[Exercise objective]: Lines with the word "grey": copy all of them from the entries below.

[Records provided]:
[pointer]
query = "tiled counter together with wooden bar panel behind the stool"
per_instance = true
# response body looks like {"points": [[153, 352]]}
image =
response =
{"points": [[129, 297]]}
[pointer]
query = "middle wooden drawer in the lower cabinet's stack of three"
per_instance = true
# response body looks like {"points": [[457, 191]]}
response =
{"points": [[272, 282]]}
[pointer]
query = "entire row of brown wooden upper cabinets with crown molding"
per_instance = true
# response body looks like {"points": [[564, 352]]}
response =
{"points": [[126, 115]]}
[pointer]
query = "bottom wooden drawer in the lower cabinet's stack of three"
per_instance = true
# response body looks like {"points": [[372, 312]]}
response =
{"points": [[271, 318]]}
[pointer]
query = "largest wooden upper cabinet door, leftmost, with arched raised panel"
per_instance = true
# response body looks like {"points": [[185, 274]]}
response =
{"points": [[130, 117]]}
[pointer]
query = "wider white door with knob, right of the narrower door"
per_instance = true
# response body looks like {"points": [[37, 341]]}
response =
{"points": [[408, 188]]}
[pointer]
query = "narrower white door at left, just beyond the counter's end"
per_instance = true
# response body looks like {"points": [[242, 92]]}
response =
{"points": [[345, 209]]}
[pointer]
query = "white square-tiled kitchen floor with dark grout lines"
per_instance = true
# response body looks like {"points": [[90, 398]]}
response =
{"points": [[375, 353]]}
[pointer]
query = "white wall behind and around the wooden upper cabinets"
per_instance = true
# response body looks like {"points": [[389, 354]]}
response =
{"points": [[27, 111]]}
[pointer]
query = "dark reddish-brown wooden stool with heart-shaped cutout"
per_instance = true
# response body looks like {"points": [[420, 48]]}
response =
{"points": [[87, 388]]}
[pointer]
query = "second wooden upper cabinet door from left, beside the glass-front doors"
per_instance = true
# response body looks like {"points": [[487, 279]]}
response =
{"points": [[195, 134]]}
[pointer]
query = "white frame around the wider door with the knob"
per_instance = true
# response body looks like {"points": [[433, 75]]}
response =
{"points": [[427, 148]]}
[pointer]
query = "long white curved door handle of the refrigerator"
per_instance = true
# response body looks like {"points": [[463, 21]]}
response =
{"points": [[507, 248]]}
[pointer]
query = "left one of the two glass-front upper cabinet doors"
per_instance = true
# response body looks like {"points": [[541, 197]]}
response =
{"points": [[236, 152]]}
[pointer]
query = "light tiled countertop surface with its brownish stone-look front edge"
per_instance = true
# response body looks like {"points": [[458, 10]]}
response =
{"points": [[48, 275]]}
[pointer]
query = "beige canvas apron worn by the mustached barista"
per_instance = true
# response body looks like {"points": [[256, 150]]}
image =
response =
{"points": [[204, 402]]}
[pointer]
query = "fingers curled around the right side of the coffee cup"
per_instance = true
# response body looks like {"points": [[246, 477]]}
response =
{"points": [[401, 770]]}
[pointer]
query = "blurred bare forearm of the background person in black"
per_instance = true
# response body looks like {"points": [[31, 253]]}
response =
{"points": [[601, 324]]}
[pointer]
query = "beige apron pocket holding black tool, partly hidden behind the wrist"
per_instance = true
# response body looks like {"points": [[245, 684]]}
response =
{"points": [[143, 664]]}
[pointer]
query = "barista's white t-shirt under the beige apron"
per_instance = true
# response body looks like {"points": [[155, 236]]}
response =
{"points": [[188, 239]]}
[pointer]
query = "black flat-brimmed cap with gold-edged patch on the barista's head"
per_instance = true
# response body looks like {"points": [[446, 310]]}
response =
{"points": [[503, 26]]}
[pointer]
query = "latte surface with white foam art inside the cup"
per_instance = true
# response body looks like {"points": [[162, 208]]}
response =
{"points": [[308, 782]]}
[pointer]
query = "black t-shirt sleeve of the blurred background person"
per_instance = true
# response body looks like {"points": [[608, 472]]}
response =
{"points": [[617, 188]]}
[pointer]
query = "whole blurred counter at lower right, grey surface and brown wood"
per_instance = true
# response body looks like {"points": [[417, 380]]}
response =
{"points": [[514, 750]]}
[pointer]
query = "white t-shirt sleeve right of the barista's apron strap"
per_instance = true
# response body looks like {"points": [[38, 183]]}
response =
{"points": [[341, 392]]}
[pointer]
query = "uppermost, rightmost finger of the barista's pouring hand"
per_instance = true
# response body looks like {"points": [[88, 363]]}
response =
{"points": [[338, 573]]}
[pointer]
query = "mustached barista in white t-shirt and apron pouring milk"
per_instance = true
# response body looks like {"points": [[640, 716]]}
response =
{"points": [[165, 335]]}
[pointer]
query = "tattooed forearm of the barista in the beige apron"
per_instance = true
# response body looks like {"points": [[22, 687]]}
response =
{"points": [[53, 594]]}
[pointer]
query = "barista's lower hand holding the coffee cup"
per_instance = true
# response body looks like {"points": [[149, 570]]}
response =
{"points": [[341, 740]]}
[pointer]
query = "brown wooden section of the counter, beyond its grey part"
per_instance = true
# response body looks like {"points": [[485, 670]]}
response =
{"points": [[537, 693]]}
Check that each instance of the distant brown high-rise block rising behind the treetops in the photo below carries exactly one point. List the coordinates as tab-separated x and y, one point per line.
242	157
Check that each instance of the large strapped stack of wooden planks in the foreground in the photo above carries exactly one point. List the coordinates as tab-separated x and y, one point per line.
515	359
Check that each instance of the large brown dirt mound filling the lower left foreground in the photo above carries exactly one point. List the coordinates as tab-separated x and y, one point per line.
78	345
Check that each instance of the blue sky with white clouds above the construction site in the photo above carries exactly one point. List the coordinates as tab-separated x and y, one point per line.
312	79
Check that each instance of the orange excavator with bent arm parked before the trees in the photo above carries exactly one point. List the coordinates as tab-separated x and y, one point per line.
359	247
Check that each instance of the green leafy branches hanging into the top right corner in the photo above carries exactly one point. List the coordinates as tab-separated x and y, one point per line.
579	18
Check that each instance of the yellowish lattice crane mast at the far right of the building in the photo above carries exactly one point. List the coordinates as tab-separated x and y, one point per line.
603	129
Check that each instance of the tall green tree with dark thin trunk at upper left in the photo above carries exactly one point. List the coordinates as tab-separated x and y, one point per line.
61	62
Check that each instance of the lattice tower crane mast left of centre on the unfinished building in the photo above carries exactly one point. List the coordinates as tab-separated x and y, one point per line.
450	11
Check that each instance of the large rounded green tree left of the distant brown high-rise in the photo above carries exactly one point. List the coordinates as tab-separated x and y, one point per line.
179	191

[Worked solution]:
query = "whole blurred counter at lower right, grey surface and brown wood"
query = "brown wooden section of the counter, beyond its grey part"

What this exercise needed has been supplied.